RECORDS FOR THIS EXERCISE START

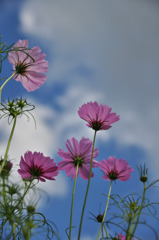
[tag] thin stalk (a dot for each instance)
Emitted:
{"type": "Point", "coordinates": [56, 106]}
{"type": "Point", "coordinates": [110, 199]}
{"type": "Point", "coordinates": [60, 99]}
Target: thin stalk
{"type": "Point", "coordinates": [8, 145]}
{"type": "Point", "coordinates": [5, 84]}
{"type": "Point", "coordinates": [105, 210]}
{"type": "Point", "coordinates": [84, 204]}
{"type": "Point", "coordinates": [13, 231]}
{"type": "Point", "coordinates": [74, 186]}
{"type": "Point", "coordinates": [22, 199]}
{"type": "Point", "coordinates": [4, 192]}
{"type": "Point", "coordinates": [131, 234]}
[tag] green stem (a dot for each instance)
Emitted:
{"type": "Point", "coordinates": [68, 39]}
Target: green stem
{"type": "Point", "coordinates": [83, 209]}
{"type": "Point", "coordinates": [13, 231]}
{"type": "Point", "coordinates": [22, 199]}
{"type": "Point", "coordinates": [4, 192]}
{"type": "Point", "coordinates": [105, 210]}
{"type": "Point", "coordinates": [105, 231]}
{"type": "Point", "coordinates": [5, 84]}
{"type": "Point", "coordinates": [73, 201]}
{"type": "Point", "coordinates": [8, 145]}
{"type": "Point", "coordinates": [130, 235]}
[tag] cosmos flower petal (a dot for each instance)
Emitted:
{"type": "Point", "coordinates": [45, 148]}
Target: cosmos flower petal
{"type": "Point", "coordinates": [114, 168]}
{"type": "Point", "coordinates": [78, 153]}
{"type": "Point", "coordinates": [29, 64]}
{"type": "Point", "coordinates": [37, 166]}
{"type": "Point", "coordinates": [84, 172]}
{"type": "Point", "coordinates": [98, 117]}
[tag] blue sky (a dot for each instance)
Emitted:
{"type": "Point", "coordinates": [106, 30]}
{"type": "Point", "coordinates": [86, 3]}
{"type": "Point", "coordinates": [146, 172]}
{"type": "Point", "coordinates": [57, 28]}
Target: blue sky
{"type": "Point", "coordinates": [105, 51]}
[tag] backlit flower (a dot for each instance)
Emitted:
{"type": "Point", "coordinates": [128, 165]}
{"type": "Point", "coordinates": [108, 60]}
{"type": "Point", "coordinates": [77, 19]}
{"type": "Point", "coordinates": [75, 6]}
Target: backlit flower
{"type": "Point", "coordinates": [29, 65]}
{"type": "Point", "coordinates": [78, 153]}
{"type": "Point", "coordinates": [114, 168]}
{"type": "Point", "coordinates": [36, 166]}
{"type": "Point", "coordinates": [98, 117]}
{"type": "Point", "coordinates": [120, 237]}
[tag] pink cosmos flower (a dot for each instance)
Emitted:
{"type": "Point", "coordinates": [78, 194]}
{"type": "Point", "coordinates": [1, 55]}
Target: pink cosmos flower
{"type": "Point", "coordinates": [29, 65]}
{"type": "Point", "coordinates": [36, 166]}
{"type": "Point", "coordinates": [99, 117]}
{"type": "Point", "coordinates": [114, 168]}
{"type": "Point", "coordinates": [121, 237]}
{"type": "Point", "coordinates": [78, 153]}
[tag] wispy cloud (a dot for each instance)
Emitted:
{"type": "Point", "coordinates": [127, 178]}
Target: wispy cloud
{"type": "Point", "coordinates": [109, 49]}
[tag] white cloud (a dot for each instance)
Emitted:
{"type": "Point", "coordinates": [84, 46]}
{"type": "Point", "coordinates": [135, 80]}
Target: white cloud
{"type": "Point", "coordinates": [41, 139]}
{"type": "Point", "coordinates": [117, 43]}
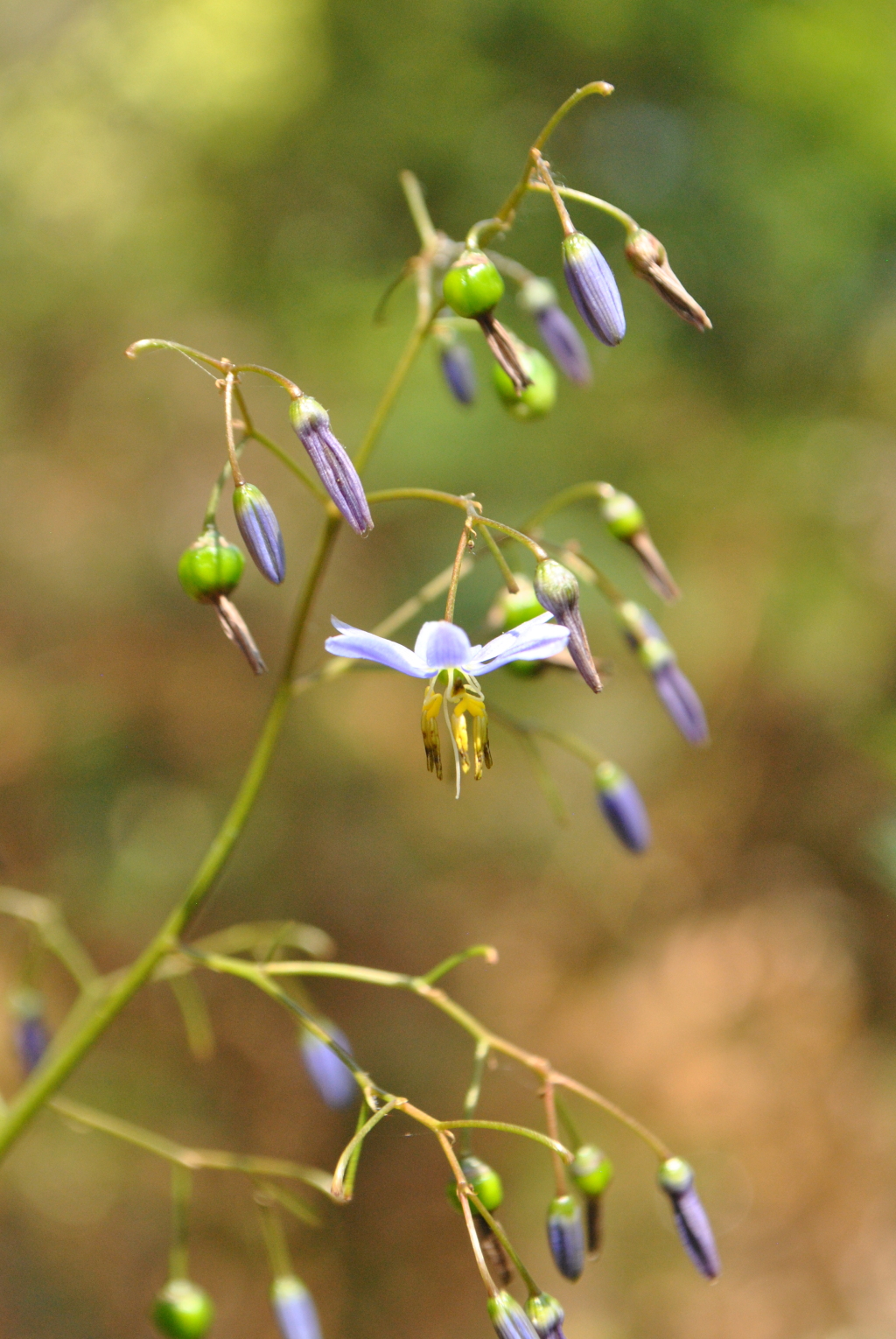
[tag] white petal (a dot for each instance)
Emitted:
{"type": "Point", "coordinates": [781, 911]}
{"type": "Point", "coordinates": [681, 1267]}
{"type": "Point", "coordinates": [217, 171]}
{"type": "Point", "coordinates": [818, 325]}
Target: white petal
{"type": "Point", "coordinates": [532, 641]}
{"type": "Point", "coordinates": [442, 646]}
{"type": "Point", "coordinates": [356, 644]}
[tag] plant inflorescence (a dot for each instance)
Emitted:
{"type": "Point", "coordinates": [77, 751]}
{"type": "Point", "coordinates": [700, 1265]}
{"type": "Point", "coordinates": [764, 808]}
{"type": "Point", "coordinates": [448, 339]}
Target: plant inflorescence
{"type": "Point", "coordinates": [537, 621]}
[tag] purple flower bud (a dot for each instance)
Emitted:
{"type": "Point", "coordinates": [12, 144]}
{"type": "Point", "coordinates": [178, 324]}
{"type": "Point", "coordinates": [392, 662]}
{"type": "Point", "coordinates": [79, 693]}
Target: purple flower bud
{"type": "Point", "coordinates": [539, 298]}
{"type": "Point", "coordinates": [293, 1308]}
{"type": "Point", "coordinates": [330, 459]}
{"type": "Point", "coordinates": [509, 1319]}
{"type": "Point", "coordinates": [458, 370]}
{"type": "Point", "coordinates": [623, 806]}
{"type": "Point", "coordinates": [331, 1076]}
{"type": "Point", "coordinates": [567, 1236]}
{"type": "Point", "coordinates": [260, 532]}
{"type": "Point", "coordinates": [679, 698]}
{"type": "Point", "coordinates": [547, 1316]}
{"type": "Point", "coordinates": [557, 591]}
{"type": "Point", "coordinates": [593, 288]}
{"type": "Point", "coordinates": [30, 1033]}
{"type": "Point", "coordinates": [691, 1223]}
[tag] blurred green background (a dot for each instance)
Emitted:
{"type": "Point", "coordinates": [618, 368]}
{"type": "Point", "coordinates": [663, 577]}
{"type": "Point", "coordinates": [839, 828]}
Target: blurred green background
{"type": "Point", "coordinates": [225, 174]}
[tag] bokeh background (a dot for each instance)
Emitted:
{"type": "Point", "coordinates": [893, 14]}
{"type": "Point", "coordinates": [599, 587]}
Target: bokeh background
{"type": "Point", "coordinates": [225, 173]}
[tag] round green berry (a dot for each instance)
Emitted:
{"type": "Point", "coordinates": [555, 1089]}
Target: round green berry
{"type": "Point", "coordinates": [539, 398]}
{"type": "Point", "coordinates": [472, 287]}
{"type": "Point", "coordinates": [485, 1181]}
{"type": "Point", "coordinates": [211, 566]}
{"type": "Point", "coordinates": [591, 1169]}
{"type": "Point", "coordinates": [182, 1310]}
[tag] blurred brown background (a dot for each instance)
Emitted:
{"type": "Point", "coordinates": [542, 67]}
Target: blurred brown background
{"type": "Point", "coordinates": [225, 174]}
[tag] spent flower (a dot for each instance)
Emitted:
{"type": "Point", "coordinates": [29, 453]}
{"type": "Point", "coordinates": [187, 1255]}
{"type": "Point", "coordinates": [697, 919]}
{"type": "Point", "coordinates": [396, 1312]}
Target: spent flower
{"type": "Point", "coordinates": [693, 1225]}
{"type": "Point", "coordinates": [330, 459]}
{"type": "Point", "coordinates": [557, 589]}
{"type": "Point", "coordinates": [539, 298]}
{"type": "Point", "coordinates": [444, 655]}
{"type": "Point", "coordinates": [648, 257]}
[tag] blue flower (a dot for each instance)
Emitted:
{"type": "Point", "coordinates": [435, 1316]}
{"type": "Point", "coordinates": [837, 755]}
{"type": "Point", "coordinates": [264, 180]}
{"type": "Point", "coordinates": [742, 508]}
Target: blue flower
{"type": "Point", "coordinates": [331, 1076]}
{"type": "Point", "coordinates": [444, 655]}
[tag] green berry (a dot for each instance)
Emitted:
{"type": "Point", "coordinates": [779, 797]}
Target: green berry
{"type": "Point", "coordinates": [182, 1310]}
{"type": "Point", "coordinates": [591, 1169]}
{"type": "Point", "coordinates": [211, 566]}
{"type": "Point", "coordinates": [485, 1181]}
{"type": "Point", "coordinates": [472, 287]}
{"type": "Point", "coordinates": [536, 399]}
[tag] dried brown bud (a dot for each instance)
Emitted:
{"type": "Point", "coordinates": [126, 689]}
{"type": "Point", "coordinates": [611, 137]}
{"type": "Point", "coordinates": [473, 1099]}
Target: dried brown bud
{"type": "Point", "coordinates": [648, 257]}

RECORDS FOR THIS EXERCISE END

> **ASSIGNMENT**: Could you copy exactly the line containing "Target: green berry" and each line after it through the end of the records, and nothing else?

> **ANSWER AREA**:
Target: green berry
{"type": "Point", "coordinates": [182, 1310]}
{"type": "Point", "coordinates": [591, 1169]}
{"type": "Point", "coordinates": [211, 566]}
{"type": "Point", "coordinates": [485, 1181]}
{"type": "Point", "coordinates": [472, 287]}
{"type": "Point", "coordinates": [536, 399]}
[tag] dried brown bud (a dot for each instance)
Emitted:
{"type": "Point", "coordinates": [126, 689]}
{"type": "Point", "coordinates": [611, 137]}
{"type": "Point", "coordinates": [473, 1099]}
Target: dried brown bud
{"type": "Point", "coordinates": [648, 257]}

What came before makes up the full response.